War-Weary Chechens And Russians Try for Peace
| GUDERMES, RUSSIA
AS a 48-hour truce stilled the guns here in Chechnya this week, and top military commanders from both sides met for a second round of talks yesterday, hopes rose for an end to the two-month-old war in this breakaway republic.
But even as hundreds of Chechens gathered by the roadside to greet their military chief of staff, Gen. Aslan Maskhadov, anxious to hear that he had brought peace from his talks with Russian military chief Gen. Anatoly Kulikov, fighters here prepared for battle.
''I hope that the cease-fire will be prolonged, but I doubt it,'' says Khalid Amarpashayev, as he directs preparations for the defense of this city, 20 miles east of Grozny. ''The Russians say one thing and do another.''
Yet there were reasons for optimism about the cease-fire's future yesterday, not least the fact that the 48-hour truce that started on Tuesday was generally respected, unlike a similar agreement last month.
And as the two warring generals discussed the technicalities of prisoner swaps and the return of bodies, both had grounds for wanting the shooting to stop.
--- --- ---
> [EXERCISES TO COMPLETE]
A: Condense the paragraph of the truce article that begins "But even as hundreds of Chechens" into one shorter sentence, keeping its main facts.
B: Please write out the passage of the truce article that opens with the words containing "War-Weary Chechens And" and closes with "this breakaway republic.".
Rely only on the truce article above.

> [ENTRIES SHOWN]
--- --- ---
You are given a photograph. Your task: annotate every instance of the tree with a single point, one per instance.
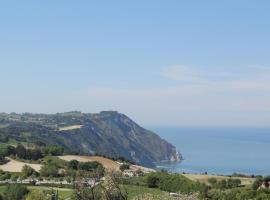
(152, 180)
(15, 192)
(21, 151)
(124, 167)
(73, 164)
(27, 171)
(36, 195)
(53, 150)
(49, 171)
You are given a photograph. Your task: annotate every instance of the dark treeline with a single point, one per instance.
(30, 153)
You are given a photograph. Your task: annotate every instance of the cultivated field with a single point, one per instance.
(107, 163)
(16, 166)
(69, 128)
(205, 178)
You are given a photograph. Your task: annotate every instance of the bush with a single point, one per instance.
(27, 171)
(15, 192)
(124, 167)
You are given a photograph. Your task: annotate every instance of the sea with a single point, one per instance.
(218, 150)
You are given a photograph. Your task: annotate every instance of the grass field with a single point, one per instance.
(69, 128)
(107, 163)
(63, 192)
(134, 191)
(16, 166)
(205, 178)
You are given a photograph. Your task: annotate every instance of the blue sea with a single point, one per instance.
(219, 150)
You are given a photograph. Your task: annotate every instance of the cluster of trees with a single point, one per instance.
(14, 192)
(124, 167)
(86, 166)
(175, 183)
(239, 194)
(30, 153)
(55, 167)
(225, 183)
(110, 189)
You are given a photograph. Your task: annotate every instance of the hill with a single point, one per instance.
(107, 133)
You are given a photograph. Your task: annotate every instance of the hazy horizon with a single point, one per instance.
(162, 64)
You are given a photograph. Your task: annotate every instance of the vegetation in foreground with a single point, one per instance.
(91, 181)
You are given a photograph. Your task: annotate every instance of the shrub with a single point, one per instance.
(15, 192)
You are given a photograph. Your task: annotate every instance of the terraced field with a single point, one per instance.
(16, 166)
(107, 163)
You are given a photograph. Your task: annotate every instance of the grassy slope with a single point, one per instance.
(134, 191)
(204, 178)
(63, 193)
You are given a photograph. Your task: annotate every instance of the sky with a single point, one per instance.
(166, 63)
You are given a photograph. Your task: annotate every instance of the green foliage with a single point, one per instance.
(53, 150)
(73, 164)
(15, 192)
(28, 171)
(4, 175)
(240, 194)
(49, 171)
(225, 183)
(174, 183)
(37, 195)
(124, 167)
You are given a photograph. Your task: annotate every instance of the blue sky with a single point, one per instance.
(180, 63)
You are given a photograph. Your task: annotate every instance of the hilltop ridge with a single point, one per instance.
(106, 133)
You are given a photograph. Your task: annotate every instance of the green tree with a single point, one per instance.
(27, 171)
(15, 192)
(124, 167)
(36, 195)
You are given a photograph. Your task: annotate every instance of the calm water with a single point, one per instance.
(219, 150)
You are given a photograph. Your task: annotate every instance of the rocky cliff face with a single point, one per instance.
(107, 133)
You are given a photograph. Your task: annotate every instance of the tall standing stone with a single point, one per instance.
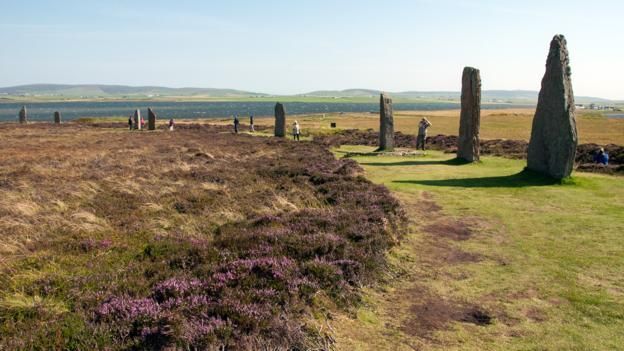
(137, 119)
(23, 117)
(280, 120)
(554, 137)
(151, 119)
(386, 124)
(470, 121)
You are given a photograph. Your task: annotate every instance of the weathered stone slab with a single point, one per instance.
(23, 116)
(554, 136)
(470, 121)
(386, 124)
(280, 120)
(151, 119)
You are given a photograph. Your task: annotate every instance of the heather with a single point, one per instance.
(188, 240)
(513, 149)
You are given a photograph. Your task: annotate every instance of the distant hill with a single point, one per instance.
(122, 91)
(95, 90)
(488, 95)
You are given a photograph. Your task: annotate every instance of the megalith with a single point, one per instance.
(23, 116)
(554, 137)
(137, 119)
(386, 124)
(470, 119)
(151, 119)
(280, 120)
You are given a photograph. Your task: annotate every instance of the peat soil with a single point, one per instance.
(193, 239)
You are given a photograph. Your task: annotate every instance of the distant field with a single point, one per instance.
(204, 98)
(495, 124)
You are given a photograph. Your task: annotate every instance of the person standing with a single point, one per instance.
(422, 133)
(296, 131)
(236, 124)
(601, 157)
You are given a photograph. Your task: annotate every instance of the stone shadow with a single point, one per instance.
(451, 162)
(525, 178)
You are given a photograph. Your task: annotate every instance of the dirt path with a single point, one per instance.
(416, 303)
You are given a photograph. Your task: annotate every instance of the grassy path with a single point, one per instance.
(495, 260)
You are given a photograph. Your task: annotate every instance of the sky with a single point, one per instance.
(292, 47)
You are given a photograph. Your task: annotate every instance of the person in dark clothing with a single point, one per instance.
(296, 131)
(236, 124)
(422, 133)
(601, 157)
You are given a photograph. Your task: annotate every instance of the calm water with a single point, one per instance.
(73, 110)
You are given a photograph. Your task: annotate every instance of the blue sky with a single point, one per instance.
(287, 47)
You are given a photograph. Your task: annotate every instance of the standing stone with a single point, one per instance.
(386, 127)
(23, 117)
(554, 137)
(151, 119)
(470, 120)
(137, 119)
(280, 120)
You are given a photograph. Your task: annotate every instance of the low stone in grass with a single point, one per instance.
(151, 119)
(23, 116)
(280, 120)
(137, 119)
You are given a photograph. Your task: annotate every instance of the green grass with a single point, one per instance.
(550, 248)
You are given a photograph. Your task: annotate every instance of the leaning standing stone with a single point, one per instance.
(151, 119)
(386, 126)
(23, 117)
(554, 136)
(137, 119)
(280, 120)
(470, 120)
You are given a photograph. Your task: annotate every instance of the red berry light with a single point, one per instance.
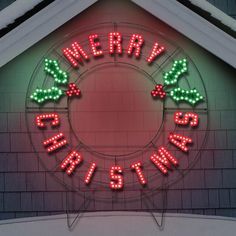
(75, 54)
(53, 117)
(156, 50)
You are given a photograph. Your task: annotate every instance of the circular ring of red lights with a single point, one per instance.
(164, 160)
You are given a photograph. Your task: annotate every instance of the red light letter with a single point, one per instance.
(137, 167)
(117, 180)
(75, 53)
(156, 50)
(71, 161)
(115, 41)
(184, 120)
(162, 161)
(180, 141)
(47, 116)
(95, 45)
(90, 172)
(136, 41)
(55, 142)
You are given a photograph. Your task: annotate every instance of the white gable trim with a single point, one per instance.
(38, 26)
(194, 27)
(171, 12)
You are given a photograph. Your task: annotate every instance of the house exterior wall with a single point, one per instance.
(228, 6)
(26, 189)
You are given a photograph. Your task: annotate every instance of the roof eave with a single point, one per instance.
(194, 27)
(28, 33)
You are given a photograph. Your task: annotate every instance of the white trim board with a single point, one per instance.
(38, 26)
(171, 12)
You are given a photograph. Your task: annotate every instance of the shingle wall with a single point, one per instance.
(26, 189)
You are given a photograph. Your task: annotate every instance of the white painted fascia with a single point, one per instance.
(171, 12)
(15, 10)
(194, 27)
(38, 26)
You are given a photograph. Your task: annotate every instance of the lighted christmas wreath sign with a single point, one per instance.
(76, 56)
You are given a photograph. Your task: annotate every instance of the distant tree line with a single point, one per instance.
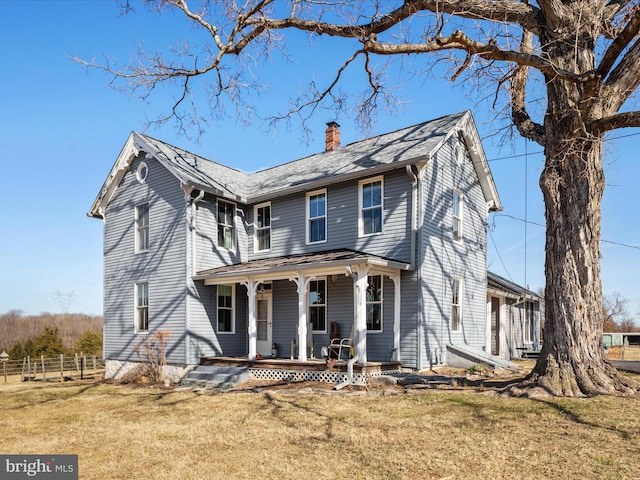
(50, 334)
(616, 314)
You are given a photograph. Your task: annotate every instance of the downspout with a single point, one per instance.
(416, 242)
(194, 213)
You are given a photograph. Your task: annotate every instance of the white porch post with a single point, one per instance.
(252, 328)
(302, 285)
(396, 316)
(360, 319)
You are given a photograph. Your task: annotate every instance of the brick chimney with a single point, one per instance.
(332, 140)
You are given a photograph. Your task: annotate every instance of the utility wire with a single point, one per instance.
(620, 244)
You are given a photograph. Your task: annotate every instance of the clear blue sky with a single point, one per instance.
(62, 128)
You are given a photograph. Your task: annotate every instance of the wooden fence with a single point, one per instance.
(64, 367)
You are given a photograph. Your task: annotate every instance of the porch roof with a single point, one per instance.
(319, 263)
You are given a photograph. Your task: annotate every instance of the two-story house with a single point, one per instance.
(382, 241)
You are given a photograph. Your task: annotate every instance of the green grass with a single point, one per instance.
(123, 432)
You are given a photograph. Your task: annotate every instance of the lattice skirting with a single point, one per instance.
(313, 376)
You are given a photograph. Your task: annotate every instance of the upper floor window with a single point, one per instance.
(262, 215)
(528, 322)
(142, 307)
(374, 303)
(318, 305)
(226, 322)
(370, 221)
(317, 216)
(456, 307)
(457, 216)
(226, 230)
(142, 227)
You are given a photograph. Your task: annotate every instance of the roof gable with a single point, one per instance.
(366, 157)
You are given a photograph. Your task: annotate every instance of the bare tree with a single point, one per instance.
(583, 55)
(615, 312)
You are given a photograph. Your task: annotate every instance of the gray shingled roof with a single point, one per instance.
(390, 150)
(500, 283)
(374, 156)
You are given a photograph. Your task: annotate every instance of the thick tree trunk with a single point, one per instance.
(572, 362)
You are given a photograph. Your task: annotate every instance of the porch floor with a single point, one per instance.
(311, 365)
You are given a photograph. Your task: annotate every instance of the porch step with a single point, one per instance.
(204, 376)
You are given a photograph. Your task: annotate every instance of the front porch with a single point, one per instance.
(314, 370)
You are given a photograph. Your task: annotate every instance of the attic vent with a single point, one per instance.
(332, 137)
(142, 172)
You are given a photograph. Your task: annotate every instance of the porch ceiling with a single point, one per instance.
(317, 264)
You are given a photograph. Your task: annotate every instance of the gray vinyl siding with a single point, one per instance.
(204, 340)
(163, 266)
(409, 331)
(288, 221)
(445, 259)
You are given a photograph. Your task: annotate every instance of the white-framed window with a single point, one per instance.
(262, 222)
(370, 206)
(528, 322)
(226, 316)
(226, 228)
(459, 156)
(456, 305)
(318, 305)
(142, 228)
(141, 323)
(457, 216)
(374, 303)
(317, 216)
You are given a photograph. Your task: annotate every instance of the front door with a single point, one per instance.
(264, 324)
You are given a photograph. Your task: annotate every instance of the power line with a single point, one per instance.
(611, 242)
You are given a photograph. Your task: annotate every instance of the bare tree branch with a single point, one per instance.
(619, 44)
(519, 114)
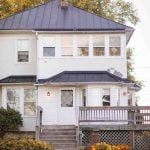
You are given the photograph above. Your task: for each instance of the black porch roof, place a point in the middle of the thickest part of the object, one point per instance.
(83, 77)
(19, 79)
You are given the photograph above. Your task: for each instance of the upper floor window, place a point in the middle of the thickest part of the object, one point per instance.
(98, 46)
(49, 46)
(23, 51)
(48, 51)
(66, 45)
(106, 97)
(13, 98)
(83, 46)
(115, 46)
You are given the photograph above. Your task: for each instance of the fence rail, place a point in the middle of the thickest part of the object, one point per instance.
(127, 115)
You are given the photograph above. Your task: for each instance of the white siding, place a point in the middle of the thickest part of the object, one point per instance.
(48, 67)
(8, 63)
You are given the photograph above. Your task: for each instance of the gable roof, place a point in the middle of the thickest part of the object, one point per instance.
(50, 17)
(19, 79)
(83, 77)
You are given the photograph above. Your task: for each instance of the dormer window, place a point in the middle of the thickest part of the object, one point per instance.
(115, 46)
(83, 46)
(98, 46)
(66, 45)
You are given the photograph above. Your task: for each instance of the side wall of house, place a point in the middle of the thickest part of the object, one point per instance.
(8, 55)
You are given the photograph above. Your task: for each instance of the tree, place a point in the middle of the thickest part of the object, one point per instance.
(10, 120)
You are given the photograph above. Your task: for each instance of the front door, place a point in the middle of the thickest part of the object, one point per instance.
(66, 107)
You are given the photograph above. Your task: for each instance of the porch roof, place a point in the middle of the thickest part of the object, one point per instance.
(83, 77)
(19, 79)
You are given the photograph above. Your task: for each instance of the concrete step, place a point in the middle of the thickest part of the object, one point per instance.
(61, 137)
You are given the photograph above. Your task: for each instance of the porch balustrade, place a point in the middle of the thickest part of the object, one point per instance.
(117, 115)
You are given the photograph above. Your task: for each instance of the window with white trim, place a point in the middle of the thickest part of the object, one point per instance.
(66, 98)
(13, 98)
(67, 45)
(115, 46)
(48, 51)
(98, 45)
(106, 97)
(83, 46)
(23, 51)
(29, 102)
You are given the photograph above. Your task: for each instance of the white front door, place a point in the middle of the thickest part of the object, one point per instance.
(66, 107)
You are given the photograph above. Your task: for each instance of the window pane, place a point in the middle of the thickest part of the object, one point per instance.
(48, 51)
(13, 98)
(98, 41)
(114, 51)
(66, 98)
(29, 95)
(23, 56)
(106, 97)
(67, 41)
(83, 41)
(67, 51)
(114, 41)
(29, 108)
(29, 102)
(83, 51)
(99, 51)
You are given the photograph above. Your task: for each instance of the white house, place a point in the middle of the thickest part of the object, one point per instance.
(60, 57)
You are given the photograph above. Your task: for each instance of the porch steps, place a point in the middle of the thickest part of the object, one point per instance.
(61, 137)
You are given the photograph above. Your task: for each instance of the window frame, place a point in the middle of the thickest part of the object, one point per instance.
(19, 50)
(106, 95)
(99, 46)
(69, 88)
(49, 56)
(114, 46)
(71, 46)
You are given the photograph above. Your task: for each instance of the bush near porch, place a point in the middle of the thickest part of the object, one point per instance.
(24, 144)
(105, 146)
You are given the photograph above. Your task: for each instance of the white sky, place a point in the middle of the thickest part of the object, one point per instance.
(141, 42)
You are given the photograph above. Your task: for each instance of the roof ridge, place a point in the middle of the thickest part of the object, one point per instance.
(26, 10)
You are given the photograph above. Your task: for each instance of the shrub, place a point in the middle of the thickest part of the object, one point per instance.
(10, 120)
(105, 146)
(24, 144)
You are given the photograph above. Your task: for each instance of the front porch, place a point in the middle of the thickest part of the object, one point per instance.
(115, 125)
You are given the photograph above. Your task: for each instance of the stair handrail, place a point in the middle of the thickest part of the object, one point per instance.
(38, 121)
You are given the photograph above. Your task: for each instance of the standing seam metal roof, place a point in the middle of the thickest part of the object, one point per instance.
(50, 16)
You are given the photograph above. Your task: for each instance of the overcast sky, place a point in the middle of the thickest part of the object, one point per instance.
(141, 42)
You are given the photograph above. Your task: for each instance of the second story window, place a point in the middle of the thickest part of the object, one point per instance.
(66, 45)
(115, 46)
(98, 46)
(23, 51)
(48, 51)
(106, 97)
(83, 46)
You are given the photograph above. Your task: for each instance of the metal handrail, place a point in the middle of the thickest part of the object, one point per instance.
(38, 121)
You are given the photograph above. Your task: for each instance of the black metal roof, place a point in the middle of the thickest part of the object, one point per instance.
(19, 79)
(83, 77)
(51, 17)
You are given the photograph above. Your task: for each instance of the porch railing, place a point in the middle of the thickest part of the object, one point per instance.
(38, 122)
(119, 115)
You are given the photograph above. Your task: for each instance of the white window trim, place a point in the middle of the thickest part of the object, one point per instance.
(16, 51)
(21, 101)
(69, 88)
--- --- ---
> [CORRECT ANSWERS]
A: Hundreds of Chechens gathered by the roadside to greet their military chief of staff, Gen. Aslan Maskhadov, hoping his talks with Russian military chief Gen. Anatoly Kulikov had brought peace, while fighters there prepared for battle.

B:
War-Weary Chechens And Russians Try for Peace
| GUDERMES, RUSSIA
AS a 48-hour truce stilled the guns here in Chechnya this week, and top military commanders from both sides met for a second round of talks yesterday, hopes rose for an end to the two-month-old war in this breakaway republic.